> [DOCUMENT SECTION]:
Personal information
- Full name: Eduarda Idalina Amorim Taleska
- Born: 23 September 1986 (age 39) Blumenau, Brazil
- Nationality: Brazilian Hungarian
- Height: 1.86 m (6 ft 1 in)
- Playing position: Left back
- Number: 18

Youth career
- Years: Team
- 0000–2002: Colégio Barão do Rio Branco

Senior clubs
- Years: Team
- 2002–2004: Metodista/São Bernardo
- 2004–2006: USCS/São Caetano
- 2006–2009: Kometal Gjorče Petrov Skopje
- 2009–2021: Győri ETO KC
- 2021–2022: Rostov-Don
- 2022: CSM București

National team
- Years: Team / Apps / (Gls)
- 2006–2021: Brazil / 204 / (677)

Teams managed
- 2023–: North Macedonia (assistant)

Medal record
World Championship
| Gold medal – first place | 2013 Serbia |  |
Pan American Games
| Gold medal – first place | 2007 Rio de Janeiro | Team |
| Gold medal – first place | 2011 Guadalajara | Team |
| Gold medal – first place | 2019 Lima | Team |
Pan American Championship
| Gold medal – first place | 2007 Dominican Republic |  |
| Gold medal – first place | 2011 Brazil |  |
| Gold medal – first place | 2017 Argentina |  |
| Silver medal – second place | 2009 Chile |  |
South and Central American Championship
| Gold medal – first place | 2018 Brazil |  |

= Eduarda Amorim =

Brazilian handball player (born 1986)

Eduarda Idalina "Duda" Amorim Taleska (born 23 September 1986) is a Brazilian-Hungarian former handball player. She played most of her career in Győr as a player of Győri ETO KC, for whom she won five editions of the EHF Champions League. Amorim also played for Brazil women's national handball team for 15 years, winning the 2013 World Women's Handball Championship; the first ever for both Brazil and South America.

She was voted World Handball Player of the Year 2014 by the International Handball Federation as the second brazilian ever after Alexandra do Nascimento.

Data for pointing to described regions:
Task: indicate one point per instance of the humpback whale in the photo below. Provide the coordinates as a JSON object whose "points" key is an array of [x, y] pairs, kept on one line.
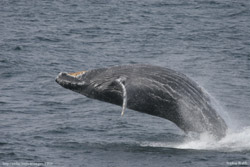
{"points": [[153, 90]]}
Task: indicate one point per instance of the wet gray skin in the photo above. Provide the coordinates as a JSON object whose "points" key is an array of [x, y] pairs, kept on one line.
{"points": [[153, 90]]}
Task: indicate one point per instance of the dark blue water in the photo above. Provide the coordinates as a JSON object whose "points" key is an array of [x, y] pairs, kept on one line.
{"points": [[43, 124]]}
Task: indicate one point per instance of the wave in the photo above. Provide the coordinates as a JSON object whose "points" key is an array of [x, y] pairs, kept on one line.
{"points": [[233, 141]]}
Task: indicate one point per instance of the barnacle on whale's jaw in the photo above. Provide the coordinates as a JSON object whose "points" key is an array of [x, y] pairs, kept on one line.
{"points": [[70, 80]]}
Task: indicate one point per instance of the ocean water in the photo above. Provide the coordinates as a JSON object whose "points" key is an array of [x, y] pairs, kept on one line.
{"points": [[42, 124]]}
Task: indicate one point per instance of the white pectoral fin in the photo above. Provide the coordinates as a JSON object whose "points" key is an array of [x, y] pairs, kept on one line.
{"points": [[124, 91]]}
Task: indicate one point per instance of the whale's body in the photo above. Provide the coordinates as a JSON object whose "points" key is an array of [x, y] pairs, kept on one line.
{"points": [[153, 90]]}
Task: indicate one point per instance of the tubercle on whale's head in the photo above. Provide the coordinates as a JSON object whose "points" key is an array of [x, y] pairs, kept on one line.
{"points": [[96, 84], [77, 74], [73, 81]]}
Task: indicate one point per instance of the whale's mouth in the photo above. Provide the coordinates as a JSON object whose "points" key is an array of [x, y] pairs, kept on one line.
{"points": [[70, 80]]}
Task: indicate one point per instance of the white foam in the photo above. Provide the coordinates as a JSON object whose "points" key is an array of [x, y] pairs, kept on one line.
{"points": [[233, 141]]}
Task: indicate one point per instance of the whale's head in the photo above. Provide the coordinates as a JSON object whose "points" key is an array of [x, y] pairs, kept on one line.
{"points": [[97, 84]]}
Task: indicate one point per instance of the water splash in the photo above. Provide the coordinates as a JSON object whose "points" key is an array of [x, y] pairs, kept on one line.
{"points": [[124, 104], [233, 141]]}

> [REQUIRED TASKS]:
(1) In the Eduarda Amorim profile, how many editions of the EHF Champions League did she win with Győri ETO KC?
(2) Write a continuation of the Eduarda Amorim profile, picking up after its final sentence.

> [ANSWERS IN ORDER]:
(1) Five.

(2)
In an election made by the website Handball Planet was elected as the best player in the world of the 2010s, through the popular vote, Duda was considered the best defender of the last ten years. She is widely regarded as one of the best handball players of all time.

She was included in the European Handball Federation Hall of Fame in 2023.

==Career==
===Club===
Originally a rhythmic gymnastics athlete, encouraged by her older sister Ana Amorim, who was already part of Brazil women's national handball team, Amorim started to play handball at age 11 in the Colégio Barão do Rio Branco. She moved to Metodista/São Bernardo in 2002 after an invitation from Silvio Rodriguez, who spotted her during the youth games in Recife. She finished runner-up with her new team in that season.

Two years later, as a USCS/São Caetano player, Amorim won the São Paulo state junior championship and faced a marathon of matches as she played parallel for the youth, junior and adult teams.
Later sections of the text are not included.